Prospective buyers and investors packed the Carlyles Watch open house Wednesday evening. They heard about terms of the auction before they were allowed to walk through the units originally priced between $200,000 to nearly $800,000. One floor above street level, Unit 202, originally priced at $450,000, offers either a bird’s eye view or life in a fish bowl.
“You’ve got a wonderful corner unit view where you can see right down Gay Street or down Third Street,” says auction executive Michael Berland. “Mitchell’s steakhouse is right there.”
Construction began in 2006 after demolition of another building at the site. But even as Mayor Coleman was swinging the first ceremonial wrecking ball to make way for 56 new housing units in the eight-story building, the housing market continued to free-fall. A 10-year real estate tax abatement for new city center dwellings has done little to boost buying. Michael Berland with the auction company Chartwell Group says Carlyles’ owners are simply making a prudent business decision.
“They are using the auction as an alternative marketing technique to move a bunch of units in a slow market,” Berland says. “As opposed to carrying these units and selling them off one at a time. It could take another two years to sell out this project, maybe longer.”
Developer Ken Gold who heads the Real Estate Center at Ohio State University’s Fisher College of Business, says the sale is a way for the owners to generate excitement and jump start interest in a building where only 20 units have sold so far. The problem is not the building Gold says but the lack of things to do nearby.

— Source information —
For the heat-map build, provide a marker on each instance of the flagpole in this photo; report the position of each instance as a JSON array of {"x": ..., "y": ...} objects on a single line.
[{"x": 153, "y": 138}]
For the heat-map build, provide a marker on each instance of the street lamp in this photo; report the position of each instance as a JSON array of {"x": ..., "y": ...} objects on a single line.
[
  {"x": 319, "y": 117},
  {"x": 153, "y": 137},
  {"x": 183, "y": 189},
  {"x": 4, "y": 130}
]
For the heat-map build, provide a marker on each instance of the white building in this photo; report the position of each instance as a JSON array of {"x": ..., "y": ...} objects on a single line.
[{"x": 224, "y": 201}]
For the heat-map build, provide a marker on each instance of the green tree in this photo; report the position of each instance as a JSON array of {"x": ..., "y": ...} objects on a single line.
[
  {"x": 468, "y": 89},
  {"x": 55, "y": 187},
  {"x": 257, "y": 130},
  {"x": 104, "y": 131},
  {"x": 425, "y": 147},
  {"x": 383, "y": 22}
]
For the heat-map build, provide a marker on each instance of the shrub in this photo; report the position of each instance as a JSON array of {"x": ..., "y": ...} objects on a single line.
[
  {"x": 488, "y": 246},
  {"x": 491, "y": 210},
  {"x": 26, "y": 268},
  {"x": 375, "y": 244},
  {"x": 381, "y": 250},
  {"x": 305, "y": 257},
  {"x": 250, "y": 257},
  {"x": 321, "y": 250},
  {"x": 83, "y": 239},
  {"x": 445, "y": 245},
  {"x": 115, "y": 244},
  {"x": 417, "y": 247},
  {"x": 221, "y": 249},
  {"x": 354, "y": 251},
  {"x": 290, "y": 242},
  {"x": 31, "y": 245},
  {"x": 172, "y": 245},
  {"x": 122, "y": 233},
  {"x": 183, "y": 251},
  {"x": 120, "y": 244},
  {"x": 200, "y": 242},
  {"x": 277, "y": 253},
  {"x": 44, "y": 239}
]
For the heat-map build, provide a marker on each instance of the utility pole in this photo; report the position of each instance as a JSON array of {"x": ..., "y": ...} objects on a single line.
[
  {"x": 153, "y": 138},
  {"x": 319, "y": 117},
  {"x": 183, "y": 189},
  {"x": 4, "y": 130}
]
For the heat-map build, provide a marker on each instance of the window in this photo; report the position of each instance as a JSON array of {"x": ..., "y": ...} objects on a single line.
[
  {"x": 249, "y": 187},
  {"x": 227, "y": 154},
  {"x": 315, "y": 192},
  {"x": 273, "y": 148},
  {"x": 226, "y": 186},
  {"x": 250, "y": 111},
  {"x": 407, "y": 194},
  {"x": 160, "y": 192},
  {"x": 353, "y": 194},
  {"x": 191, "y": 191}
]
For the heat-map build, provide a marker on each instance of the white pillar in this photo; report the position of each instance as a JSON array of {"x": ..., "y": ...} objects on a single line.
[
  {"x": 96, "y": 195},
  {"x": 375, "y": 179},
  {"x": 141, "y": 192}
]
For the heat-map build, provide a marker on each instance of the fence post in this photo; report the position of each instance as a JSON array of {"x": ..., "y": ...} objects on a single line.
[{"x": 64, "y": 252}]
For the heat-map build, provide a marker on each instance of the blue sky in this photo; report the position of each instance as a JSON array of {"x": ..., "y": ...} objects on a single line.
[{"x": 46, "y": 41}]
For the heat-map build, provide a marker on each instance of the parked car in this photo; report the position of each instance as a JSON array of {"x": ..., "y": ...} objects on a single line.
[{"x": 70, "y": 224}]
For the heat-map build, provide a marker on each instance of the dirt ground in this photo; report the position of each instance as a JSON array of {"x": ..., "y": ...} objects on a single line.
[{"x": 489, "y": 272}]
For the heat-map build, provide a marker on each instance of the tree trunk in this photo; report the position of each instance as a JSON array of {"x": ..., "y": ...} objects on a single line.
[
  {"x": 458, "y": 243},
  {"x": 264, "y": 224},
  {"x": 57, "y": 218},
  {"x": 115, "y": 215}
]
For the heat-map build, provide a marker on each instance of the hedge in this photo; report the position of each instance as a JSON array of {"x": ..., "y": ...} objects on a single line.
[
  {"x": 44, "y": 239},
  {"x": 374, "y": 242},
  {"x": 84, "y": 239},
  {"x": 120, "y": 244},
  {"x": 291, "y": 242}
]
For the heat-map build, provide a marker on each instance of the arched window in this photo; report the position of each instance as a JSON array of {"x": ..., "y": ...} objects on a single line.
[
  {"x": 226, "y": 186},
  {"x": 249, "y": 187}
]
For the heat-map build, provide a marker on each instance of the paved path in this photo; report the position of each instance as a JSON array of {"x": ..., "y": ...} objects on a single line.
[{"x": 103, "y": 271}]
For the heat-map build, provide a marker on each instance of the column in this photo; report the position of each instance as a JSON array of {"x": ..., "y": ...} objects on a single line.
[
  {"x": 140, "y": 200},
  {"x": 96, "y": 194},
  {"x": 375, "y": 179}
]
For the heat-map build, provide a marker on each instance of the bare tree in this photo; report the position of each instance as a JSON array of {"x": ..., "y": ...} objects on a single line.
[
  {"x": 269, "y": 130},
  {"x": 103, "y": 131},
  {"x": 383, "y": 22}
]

— Actions to take —
• a. Decide whether each statement agrees with the Carlyles Watch auction article, answering yes or no and quoting the deciding words: (i) Unit 202 was originally priced at $450,000. (ii) Construction on the building began in 2008. (iii) Ken Gold says the building itself is the problem.
• b. Continue the Carlyles Watch auction article from its final sentence.

— Answers —
• a.
(i) Yes: "Unit 202, originally priced at $450,000"
(ii) No: "Construction began in 2006"
(iii) No: "The problem is not the building Gold says but the lack of things to do nearby."

• b.
“The City of Columbus and the mayor and his team have said we want people to live downtown and so they’ve given great incentives to developers to build residential opportunities,” Gold says. “But downtown there’s not much for these people to be doing.”
Advertising for Carlyles Watch lists the almost defunct City Center Mall as a main attraction. But there are no grocery or other retailers of the kind found in the suburbs. The issue has become part of the mayoral campaign. Challenger Bill Todd says the lack of such neighborhood basics is a “tragic flaw” in Mayor Coleman’s downtown revitalization plan.
“They need an urban living experience where on a Sunday morning they can find a jug of milk or a loaf of bread or even a cup of coffee,” Todd said during a mayoral debate. “We’re not going to have a downtown neighborhood; we’re not going to revitalize the center city unless we’re capable of bringing back retail, commercial and residential.”
Mayor Coleman points out that the most vital element, the infrastructure, is already in place. OSU’s Ken Gold believes the next step is to tie it all together with a master plan that links the disparate parts of downtown.
“We have hospitality, theaters, we’ve got the Short North that’s close to it, and we’ve got The Cap, German Village, very positive things. But there needs to be a way to pull it all together. The streets cannot close down at 8 o’clock in the evening,” Gold says.
Gold says he thinks the same tax incentives housing developers receive should also go to restaurants and other retailers.